***** Exercise inputs

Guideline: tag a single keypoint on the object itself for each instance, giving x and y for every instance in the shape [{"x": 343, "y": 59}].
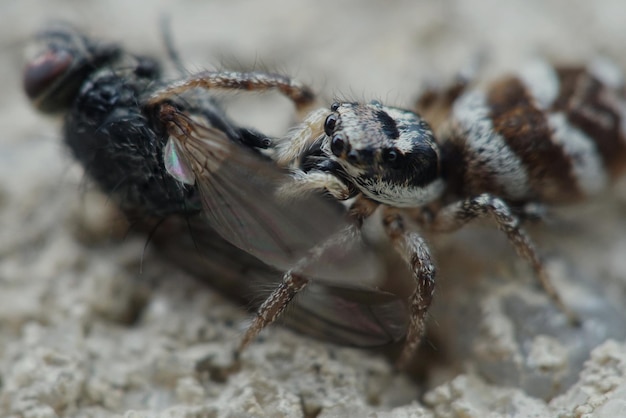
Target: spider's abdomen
[{"x": 554, "y": 135}]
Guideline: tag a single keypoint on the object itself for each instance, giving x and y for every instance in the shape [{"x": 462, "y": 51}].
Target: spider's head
[
  {"x": 65, "y": 58},
  {"x": 390, "y": 154}
]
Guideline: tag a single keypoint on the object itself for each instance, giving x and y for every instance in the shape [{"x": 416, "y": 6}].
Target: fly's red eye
[
  {"x": 337, "y": 145},
  {"x": 44, "y": 70},
  {"x": 329, "y": 124}
]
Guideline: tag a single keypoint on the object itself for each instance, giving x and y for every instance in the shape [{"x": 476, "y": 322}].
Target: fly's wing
[
  {"x": 238, "y": 190},
  {"x": 356, "y": 316}
]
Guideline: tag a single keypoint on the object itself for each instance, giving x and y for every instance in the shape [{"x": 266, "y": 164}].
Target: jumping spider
[{"x": 546, "y": 136}]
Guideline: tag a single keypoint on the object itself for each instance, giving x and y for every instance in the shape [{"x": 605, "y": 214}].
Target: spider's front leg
[
  {"x": 456, "y": 215},
  {"x": 294, "y": 281},
  {"x": 415, "y": 253},
  {"x": 301, "y": 95}
]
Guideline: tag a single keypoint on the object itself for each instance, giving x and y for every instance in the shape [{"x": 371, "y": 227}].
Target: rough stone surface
[{"x": 84, "y": 333}]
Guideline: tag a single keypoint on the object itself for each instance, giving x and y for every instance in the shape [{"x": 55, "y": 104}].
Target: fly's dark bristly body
[{"x": 165, "y": 149}]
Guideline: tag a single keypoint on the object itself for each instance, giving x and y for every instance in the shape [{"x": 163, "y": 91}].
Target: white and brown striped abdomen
[{"x": 554, "y": 135}]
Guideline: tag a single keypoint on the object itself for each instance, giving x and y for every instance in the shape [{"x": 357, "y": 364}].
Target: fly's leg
[
  {"x": 456, "y": 215},
  {"x": 415, "y": 253},
  {"x": 301, "y": 95},
  {"x": 293, "y": 282}
]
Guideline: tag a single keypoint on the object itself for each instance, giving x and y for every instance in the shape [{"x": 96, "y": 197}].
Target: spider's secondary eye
[
  {"x": 329, "y": 124},
  {"x": 337, "y": 145}
]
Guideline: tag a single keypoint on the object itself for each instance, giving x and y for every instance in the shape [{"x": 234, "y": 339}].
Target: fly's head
[
  {"x": 390, "y": 154},
  {"x": 65, "y": 58}
]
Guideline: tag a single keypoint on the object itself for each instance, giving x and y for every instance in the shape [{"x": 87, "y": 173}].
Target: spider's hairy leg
[
  {"x": 299, "y": 139},
  {"x": 301, "y": 95},
  {"x": 274, "y": 306},
  {"x": 415, "y": 253},
  {"x": 294, "y": 282},
  {"x": 456, "y": 215},
  {"x": 314, "y": 181}
]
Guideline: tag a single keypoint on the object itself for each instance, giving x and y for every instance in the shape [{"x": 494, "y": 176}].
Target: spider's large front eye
[
  {"x": 329, "y": 124},
  {"x": 392, "y": 158},
  {"x": 337, "y": 145}
]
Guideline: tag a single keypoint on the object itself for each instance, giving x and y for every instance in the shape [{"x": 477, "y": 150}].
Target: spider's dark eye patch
[
  {"x": 329, "y": 124},
  {"x": 388, "y": 125},
  {"x": 337, "y": 145}
]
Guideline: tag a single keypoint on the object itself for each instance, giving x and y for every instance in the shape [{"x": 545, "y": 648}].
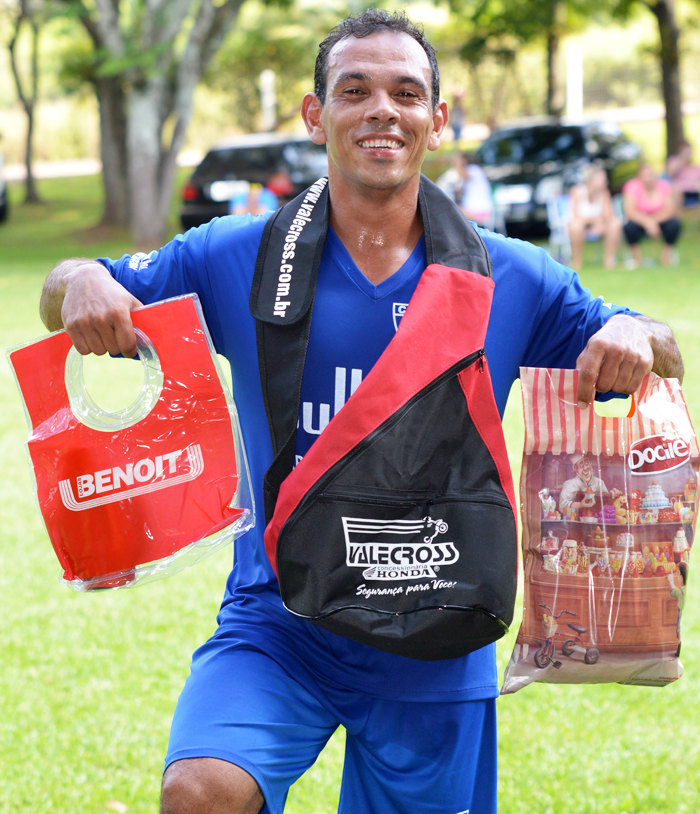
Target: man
[
  {"x": 584, "y": 490},
  {"x": 268, "y": 690}
]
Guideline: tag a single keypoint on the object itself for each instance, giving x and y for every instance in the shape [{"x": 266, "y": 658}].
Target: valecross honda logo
[
  {"x": 135, "y": 478},
  {"x": 389, "y": 550}
]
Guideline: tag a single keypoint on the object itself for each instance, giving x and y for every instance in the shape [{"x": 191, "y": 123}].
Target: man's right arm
[{"x": 81, "y": 296}]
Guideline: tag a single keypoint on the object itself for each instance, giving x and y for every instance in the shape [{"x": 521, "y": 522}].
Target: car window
[
  {"x": 306, "y": 160},
  {"x": 238, "y": 161},
  {"x": 536, "y": 145}
]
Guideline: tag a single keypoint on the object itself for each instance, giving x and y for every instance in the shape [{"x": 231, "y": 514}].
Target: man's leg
[
  {"x": 422, "y": 758},
  {"x": 245, "y": 729},
  {"x": 211, "y": 785}
]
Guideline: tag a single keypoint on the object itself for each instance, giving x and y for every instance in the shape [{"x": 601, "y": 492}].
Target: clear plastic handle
[{"x": 89, "y": 413}]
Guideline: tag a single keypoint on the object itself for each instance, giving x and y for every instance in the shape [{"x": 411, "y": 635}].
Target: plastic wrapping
[
  {"x": 608, "y": 509},
  {"x": 140, "y": 494}
]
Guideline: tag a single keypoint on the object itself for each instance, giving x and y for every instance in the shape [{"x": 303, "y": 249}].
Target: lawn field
[{"x": 88, "y": 683}]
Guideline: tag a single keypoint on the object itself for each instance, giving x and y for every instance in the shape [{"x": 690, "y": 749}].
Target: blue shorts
[{"x": 244, "y": 706}]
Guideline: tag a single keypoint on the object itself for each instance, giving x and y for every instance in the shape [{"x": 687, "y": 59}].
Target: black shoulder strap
[{"x": 282, "y": 295}]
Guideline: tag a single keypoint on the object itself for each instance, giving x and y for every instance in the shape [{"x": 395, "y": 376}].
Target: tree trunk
[
  {"x": 110, "y": 96},
  {"x": 556, "y": 96},
  {"x": 27, "y": 99},
  {"x": 664, "y": 12},
  {"x": 145, "y": 153}
]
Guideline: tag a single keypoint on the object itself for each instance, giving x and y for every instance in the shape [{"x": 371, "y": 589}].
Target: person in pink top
[
  {"x": 651, "y": 206},
  {"x": 684, "y": 175}
]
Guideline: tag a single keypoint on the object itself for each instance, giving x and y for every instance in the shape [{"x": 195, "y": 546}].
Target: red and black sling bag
[{"x": 398, "y": 527}]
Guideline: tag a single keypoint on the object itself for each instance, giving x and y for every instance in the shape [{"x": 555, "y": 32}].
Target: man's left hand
[{"x": 617, "y": 357}]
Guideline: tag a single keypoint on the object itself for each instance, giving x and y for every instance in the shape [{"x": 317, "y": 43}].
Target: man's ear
[
  {"x": 440, "y": 119},
  {"x": 311, "y": 113}
]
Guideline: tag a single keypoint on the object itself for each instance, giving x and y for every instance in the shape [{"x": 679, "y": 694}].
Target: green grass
[{"x": 88, "y": 683}]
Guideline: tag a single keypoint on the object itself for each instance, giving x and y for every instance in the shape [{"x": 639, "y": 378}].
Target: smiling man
[{"x": 268, "y": 690}]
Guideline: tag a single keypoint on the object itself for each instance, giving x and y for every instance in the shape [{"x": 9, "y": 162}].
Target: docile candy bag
[
  {"x": 609, "y": 507},
  {"x": 133, "y": 496}
]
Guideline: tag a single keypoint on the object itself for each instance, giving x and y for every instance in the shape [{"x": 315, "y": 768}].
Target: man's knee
[{"x": 209, "y": 785}]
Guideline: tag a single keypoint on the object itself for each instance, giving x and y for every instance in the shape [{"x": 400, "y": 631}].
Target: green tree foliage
[
  {"x": 144, "y": 60},
  {"x": 283, "y": 39}
]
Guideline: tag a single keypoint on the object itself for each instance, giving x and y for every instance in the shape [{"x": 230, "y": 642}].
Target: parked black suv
[
  {"x": 228, "y": 168},
  {"x": 528, "y": 165}
]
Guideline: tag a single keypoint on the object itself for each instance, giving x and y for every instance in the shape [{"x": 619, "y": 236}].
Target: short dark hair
[{"x": 362, "y": 25}]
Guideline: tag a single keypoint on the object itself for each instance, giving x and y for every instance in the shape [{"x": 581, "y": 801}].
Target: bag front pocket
[{"x": 392, "y": 569}]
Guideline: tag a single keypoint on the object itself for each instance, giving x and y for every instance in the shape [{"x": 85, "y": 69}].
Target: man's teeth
[{"x": 382, "y": 142}]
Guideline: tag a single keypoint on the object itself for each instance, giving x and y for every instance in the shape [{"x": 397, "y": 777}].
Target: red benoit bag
[
  {"x": 141, "y": 494},
  {"x": 608, "y": 508}
]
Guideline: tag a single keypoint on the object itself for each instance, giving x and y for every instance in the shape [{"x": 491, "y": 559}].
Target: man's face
[
  {"x": 583, "y": 469},
  {"x": 378, "y": 119}
]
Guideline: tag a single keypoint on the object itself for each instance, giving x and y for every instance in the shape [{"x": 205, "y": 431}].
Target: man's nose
[{"x": 381, "y": 107}]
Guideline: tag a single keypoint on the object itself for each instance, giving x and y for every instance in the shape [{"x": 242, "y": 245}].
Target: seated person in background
[
  {"x": 591, "y": 216},
  {"x": 466, "y": 183},
  {"x": 256, "y": 201},
  {"x": 651, "y": 208},
  {"x": 684, "y": 175},
  {"x": 260, "y": 199}
]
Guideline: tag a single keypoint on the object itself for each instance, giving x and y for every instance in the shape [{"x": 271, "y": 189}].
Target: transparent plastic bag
[
  {"x": 608, "y": 511},
  {"x": 139, "y": 494}
]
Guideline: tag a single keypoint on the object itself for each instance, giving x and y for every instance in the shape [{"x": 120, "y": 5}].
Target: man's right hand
[{"x": 81, "y": 296}]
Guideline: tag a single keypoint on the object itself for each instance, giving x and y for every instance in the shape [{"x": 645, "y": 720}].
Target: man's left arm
[{"x": 622, "y": 352}]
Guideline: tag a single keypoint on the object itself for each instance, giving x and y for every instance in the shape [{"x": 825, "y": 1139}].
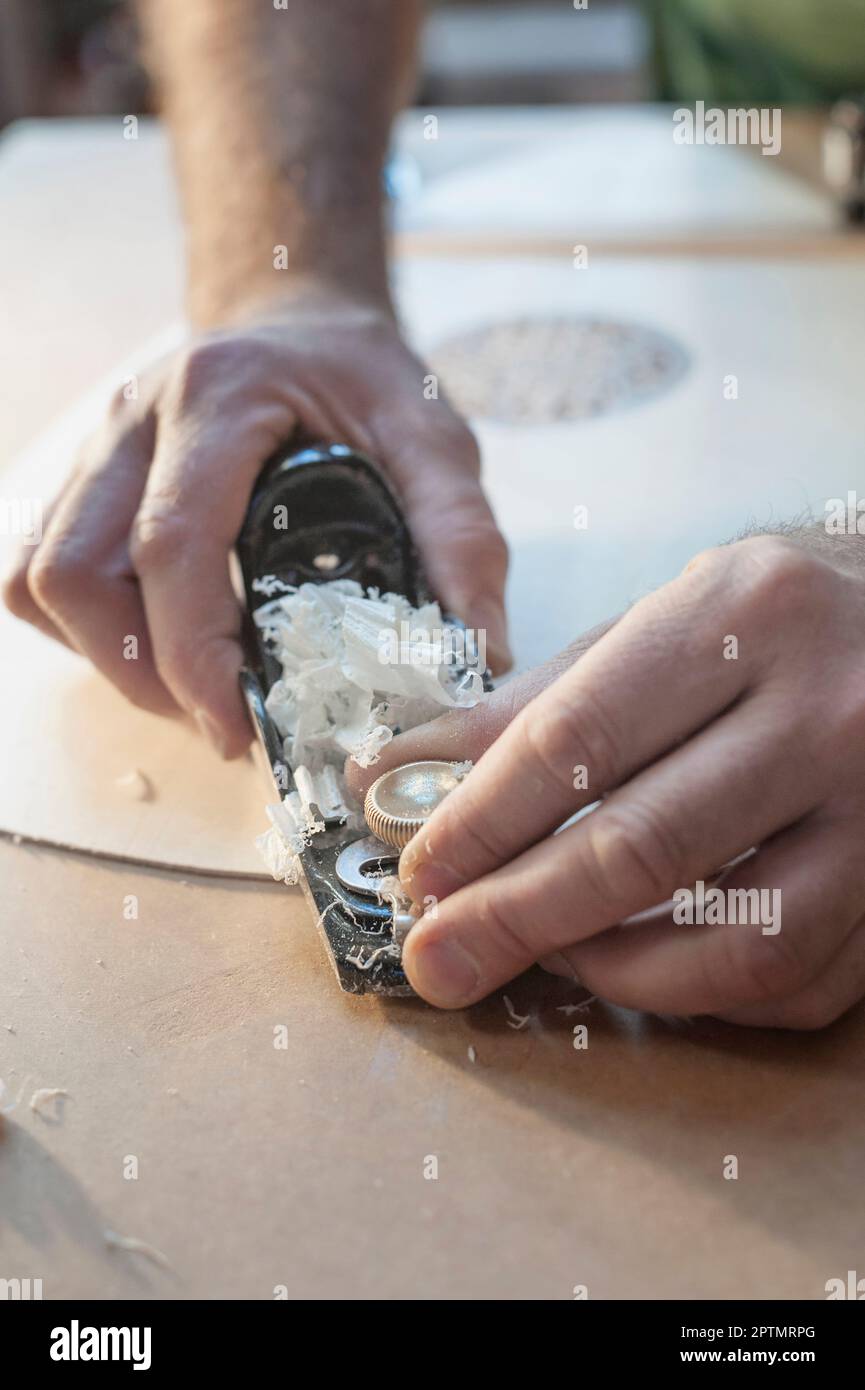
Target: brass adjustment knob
[{"x": 403, "y": 799}]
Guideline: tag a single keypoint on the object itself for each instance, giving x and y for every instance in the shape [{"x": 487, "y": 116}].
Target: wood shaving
[
  {"x": 46, "y": 1097},
  {"x": 541, "y": 370},
  {"x": 576, "y": 1008},
  {"x": 136, "y": 1247},
  {"x": 135, "y": 784},
  {"x": 515, "y": 1020}
]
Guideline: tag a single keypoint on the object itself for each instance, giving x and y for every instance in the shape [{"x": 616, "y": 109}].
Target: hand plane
[{"x": 340, "y": 521}]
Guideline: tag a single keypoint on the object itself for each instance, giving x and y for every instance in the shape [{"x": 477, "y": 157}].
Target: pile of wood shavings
[
  {"x": 342, "y": 695},
  {"x": 543, "y": 370}
]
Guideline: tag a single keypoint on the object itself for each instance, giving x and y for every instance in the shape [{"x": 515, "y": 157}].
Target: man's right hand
[{"x": 138, "y": 542}]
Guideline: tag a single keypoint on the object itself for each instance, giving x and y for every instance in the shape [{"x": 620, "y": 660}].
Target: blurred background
[{"x": 79, "y": 57}]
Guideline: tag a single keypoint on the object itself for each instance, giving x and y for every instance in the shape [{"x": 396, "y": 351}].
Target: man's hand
[
  {"x": 280, "y": 124},
  {"x": 723, "y": 712},
  {"x": 138, "y": 542}
]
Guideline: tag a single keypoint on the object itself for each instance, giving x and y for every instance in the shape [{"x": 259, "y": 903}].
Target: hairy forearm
[{"x": 280, "y": 123}]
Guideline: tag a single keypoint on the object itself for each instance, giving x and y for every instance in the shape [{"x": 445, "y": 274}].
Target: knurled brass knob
[{"x": 398, "y": 805}]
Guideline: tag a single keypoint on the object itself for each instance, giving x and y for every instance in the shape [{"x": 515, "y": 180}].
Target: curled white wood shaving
[
  {"x": 515, "y": 1020},
  {"x": 136, "y": 1247},
  {"x": 46, "y": 1097},
  {"x": 356, "y": 669},
  {"x": 135, "y": 784},
  {"x": 358, "y": 959},
  {"x": 576, "y": 1008}
]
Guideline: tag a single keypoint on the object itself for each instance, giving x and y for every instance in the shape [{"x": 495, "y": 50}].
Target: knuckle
[
  {"x": 156, "y": 538},
  {"x": 764, "y": 968},
  {"x": 579, "y": 731},
  {"x": 779, "y": 574},
  {"x": 815, "y": 1009},
  {"x": 506, "y": 933},
  {"x": 632, "y": 856},
  {"x": 200, "y": 366},
  {"x": 480, "y": 542},
  {"x": 707, "y": 565},
  {"x": 56, "y": 576},
  {"x": 470, "y": 837}
]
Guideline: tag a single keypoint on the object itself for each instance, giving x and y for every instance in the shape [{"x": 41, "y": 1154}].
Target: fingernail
[
  {"x": 490, "y": 620},
  {"x": 442, "y": 972},
  {"x": 210, "y": 730}
]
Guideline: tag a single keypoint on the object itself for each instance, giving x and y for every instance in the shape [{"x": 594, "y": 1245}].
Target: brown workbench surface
[{"x": 303, "y": 1165}]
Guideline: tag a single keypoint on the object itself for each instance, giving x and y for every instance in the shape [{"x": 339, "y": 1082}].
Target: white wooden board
[{"x": 661, "y": 481}]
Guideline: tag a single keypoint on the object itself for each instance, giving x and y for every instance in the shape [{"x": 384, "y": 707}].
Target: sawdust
[
  {"x": 543, "y": 370},
  {"x": 45, "y": 1100},
  {"x": 136, "y": 1247}
]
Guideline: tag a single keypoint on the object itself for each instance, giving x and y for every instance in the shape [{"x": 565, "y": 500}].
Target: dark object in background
[
  {"x": 844, "y": 156},
  {"x": 70, "y": 57}
]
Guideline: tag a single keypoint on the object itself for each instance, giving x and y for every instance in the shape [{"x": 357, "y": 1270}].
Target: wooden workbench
[{"x": 305, "y": 1166}]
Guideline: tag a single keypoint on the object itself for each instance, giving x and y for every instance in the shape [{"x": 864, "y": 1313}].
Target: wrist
[{"x": 271, "y": 268}]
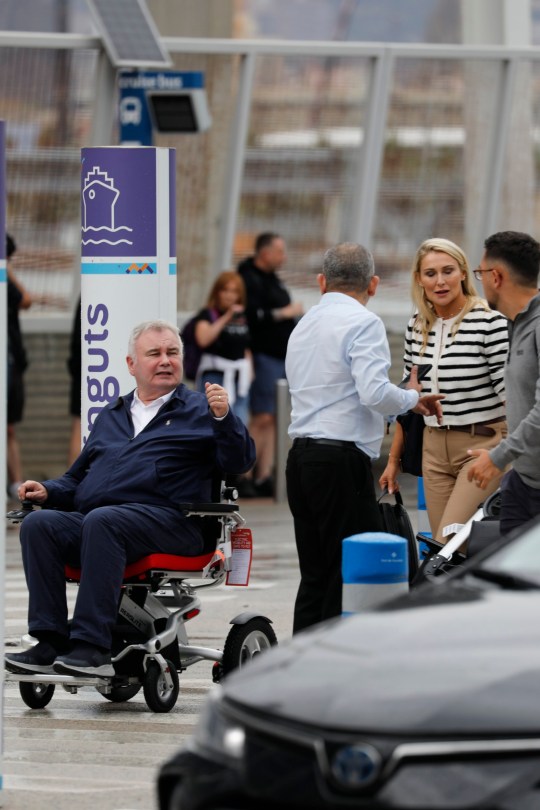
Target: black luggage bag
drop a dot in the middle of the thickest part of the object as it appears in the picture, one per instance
(396, 521)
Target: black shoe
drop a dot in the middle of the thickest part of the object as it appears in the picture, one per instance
(265, 488)
(37, 659)
(85, 660)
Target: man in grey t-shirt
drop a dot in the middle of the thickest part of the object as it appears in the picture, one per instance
(509, 272)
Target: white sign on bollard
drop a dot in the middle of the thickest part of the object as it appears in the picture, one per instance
(128, 262)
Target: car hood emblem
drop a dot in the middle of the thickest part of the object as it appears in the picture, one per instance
(356, 766)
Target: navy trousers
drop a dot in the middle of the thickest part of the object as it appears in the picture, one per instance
(519, 502)
(101, 543)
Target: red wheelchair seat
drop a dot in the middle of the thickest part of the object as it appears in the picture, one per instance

**********

→ Prompt
Could you set down, exactly as written, the lines above between the one holding "Target: car hood emblem" and the one holding "Target: red wheelchair seat", inclusive, and nothing more?

→ Response for this exercise
Target: car hood emblem
drop a dot in the middle of the thickest part of the object as it appears in the picture, one per instance
(356, 766)
Target: navy trousers
drop a dot in the middle of the thickest part of the object as it appears in the picture, one per instance
(519, 502)
(101, 543)
Target: red wheelchair seat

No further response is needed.